— START DATA SUPPLIED —

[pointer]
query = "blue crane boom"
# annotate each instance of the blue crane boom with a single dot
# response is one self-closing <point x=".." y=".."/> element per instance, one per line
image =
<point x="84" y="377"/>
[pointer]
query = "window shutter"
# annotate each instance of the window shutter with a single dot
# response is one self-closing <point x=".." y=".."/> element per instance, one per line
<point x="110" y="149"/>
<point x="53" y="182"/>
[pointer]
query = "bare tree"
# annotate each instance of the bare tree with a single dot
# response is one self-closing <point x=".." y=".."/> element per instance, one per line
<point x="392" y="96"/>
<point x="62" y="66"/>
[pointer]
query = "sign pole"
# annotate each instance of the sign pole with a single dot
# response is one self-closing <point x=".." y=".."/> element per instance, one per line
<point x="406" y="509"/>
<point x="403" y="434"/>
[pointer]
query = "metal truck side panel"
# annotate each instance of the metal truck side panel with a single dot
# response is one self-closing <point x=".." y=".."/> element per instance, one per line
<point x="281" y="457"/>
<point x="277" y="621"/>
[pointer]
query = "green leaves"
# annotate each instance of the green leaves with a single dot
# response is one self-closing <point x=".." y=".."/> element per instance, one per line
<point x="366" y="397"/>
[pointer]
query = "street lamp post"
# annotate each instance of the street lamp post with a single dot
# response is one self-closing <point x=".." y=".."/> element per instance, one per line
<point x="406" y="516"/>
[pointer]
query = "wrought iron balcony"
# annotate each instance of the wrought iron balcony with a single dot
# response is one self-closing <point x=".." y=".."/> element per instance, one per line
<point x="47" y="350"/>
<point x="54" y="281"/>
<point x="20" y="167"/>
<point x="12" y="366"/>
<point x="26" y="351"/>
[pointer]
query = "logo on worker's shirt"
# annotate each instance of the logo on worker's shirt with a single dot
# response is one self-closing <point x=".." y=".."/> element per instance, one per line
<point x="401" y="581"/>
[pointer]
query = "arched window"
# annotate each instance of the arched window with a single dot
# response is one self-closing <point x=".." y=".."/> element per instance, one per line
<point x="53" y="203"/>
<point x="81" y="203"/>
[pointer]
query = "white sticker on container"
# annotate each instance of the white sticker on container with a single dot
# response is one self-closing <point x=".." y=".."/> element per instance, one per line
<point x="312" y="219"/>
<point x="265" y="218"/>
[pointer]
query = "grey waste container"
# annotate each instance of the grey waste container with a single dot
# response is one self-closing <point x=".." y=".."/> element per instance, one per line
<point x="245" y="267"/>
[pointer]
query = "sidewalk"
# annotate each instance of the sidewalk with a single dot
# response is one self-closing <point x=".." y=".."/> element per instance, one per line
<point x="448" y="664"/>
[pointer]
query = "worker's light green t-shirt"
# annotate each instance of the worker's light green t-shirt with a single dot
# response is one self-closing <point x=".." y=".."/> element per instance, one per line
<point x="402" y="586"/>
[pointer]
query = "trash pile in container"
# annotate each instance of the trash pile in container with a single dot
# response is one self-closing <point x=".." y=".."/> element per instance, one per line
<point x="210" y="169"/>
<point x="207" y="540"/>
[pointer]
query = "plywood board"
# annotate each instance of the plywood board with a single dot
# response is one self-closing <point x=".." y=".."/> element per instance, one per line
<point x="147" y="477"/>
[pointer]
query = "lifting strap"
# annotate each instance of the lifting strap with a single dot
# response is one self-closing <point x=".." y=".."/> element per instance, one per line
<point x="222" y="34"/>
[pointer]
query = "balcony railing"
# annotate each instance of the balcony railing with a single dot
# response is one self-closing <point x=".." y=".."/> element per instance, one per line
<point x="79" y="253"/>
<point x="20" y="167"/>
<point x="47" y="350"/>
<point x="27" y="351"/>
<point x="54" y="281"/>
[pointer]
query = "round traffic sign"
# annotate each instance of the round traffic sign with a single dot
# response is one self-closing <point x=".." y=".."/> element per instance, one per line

— END DATA SUPPLIED —

List every line of the rows above that contains the string "lamp"; case counts.

◆ SOLUTION
query = "street lamp post"
# annotate each instance of the street lamp post with a single dot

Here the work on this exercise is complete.